▶ _WHAT YOU SHOULD DO_
Put the entries below into a two-column CSV with the header row instruction,coordinates, one row per entry. Quote each field, and replace any line breaks within a field with spaces.

▶ _RAW DATA_
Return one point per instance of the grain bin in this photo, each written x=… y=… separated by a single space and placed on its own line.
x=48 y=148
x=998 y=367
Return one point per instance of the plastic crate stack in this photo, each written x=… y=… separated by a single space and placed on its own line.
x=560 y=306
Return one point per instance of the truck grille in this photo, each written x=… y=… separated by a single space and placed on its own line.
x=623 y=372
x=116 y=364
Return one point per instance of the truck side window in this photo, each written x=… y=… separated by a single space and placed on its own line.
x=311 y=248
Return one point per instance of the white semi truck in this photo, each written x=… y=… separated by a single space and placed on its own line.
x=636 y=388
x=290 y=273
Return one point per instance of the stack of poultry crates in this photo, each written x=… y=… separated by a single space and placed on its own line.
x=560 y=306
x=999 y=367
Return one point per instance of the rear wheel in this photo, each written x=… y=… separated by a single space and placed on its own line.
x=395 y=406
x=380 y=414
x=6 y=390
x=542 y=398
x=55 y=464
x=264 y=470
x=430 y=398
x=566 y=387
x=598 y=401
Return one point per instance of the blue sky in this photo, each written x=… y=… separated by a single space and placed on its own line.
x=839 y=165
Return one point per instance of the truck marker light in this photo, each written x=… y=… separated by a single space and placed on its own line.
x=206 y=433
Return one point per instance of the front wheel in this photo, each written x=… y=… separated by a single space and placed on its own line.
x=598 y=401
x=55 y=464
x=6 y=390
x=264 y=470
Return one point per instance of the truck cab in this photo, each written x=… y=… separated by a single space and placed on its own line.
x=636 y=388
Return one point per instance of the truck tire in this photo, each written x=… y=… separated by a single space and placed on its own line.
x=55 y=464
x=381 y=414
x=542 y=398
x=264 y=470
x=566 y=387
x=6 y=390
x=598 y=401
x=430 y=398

▶ _COMPLETE RESPONSE_
instruction,coordinates
"Return one point per instance of the grain bin in this photo, each written x=… y=… separated by a single space and placed on its own line.","x=48 y=148 x=998 y=367"
"Return one point per instance of the plastic crate stack in this photo, each written x=… y=… separated by a single space and placed on its own line.","x=560 y=306"
"Return one point per instance of the truck grille in this photo, each written x=… y=… separated by a single space and placed on its own line.","x=623 y=372 x=116 y=364"
"Return one point per instance of the truck side window in this photo, each written x=… y=… separated by a single space and placed on its own line.","x=311 y=248"
"Return one point per instance of the white semi truck in this photo, each written x=… y=… separated by a single space and placed on its own line.","x=636 y=388 x=290 y=273"
"Return one point per instance of the stack of poultry crates in this photo, each written x=… y=… separated by a single space and placed on its own line.","x=560 y=306 x=999 y=367"
"Return one point per instance of the rear wheel in this photo, each written x=… y=… separated by a single space and placed on its own line.","x=395 y=406 x=380 y=414 x=6 y=390 x=542 y=398 x=55 y=464 x=264 y=470 x=430 y=398 x=566 y=387 x=598 y=401"
"Return one point per instance of the blue sky in this photo, each written x=… y=… separated by a single space and placed on its own line.","x=839 y=165"
"Return one point per instance of the truck marker light in this photo, each written x=… y=… separated by a single space and placed on its own line.","x=206 y=433"
"Return one point per instance of the front wheel in this photo, each written x=… y=… separated by a single space and placed on its own line.","x=598 y=401 x=55 y=464 x=6 y=390 x=264 y=470"
"Return one point per instance of the truck cab in this photo, each written x=… y=… separated by a single space and placed on its own line.","x=636 y=388"
"Return one point per instance of the truck tire in this photo, each written x=… y=… separated by a single space and placed on its own line.","x=55 y=464 x=381 y=414 x=542 y=398 x=264 y=470 x=566 y=387 x=6 y=390 x=598 y=401 x=430 y=398"